[Work to complete]:
Show every line of the data where the word "mesh" can be found.

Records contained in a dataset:
================
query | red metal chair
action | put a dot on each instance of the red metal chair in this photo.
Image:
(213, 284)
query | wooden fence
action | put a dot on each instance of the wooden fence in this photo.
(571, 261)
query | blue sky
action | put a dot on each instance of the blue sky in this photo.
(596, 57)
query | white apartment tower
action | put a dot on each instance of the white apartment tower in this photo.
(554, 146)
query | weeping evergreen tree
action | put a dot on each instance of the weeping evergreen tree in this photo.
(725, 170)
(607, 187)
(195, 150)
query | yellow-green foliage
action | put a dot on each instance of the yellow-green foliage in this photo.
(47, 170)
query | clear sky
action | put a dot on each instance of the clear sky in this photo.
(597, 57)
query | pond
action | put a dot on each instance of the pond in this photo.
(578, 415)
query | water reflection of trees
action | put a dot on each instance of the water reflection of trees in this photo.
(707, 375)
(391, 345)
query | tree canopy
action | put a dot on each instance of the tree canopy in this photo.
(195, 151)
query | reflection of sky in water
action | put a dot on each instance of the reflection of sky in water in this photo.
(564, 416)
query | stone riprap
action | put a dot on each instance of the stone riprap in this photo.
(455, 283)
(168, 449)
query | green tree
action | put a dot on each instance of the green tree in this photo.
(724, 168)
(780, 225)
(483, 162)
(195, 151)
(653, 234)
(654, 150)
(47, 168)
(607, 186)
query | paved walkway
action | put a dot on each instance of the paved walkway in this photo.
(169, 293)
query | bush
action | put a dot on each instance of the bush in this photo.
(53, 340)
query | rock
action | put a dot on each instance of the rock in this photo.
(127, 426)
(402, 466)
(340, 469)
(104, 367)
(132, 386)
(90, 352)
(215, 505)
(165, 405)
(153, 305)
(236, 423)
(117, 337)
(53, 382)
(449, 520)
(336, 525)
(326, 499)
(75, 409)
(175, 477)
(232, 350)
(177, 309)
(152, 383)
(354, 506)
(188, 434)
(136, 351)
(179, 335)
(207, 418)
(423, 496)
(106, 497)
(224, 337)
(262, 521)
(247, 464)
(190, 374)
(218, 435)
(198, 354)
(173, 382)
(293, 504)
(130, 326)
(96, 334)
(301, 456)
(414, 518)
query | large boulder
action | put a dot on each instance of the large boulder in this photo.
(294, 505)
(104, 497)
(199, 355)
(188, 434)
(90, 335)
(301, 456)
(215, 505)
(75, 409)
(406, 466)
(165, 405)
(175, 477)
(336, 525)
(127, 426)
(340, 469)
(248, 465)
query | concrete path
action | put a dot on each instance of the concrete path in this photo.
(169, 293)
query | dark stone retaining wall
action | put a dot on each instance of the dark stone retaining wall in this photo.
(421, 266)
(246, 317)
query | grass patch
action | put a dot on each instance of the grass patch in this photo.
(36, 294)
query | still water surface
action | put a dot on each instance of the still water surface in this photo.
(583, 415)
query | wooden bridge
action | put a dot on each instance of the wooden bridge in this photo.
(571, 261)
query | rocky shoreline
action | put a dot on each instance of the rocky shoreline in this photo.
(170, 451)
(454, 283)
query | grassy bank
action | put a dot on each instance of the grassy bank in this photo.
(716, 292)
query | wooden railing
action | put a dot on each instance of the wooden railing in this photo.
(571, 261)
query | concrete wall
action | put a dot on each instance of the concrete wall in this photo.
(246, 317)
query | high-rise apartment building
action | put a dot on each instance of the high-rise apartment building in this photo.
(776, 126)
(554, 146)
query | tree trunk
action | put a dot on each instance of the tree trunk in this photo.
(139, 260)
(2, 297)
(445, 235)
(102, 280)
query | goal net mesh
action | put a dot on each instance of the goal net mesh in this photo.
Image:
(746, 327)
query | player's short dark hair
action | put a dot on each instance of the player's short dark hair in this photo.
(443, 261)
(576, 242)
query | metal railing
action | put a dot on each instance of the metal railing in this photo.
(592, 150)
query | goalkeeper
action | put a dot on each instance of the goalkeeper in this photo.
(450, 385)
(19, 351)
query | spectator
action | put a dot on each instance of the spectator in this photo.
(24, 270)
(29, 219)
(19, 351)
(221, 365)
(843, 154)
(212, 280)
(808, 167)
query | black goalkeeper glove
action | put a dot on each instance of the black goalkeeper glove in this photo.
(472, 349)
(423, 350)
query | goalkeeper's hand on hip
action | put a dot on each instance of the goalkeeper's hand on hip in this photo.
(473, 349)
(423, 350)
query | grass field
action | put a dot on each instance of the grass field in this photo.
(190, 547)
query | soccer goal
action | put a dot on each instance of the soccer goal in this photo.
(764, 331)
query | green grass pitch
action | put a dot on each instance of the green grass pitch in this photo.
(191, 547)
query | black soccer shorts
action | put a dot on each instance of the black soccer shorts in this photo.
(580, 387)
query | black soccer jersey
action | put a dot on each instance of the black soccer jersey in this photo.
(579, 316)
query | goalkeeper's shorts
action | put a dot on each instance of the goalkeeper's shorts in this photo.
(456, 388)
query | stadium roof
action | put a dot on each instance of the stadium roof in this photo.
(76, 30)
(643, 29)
================
[Result for this task]:
query | goal net mesh
action | put a dot on each instance of the goal net mesh in this photo.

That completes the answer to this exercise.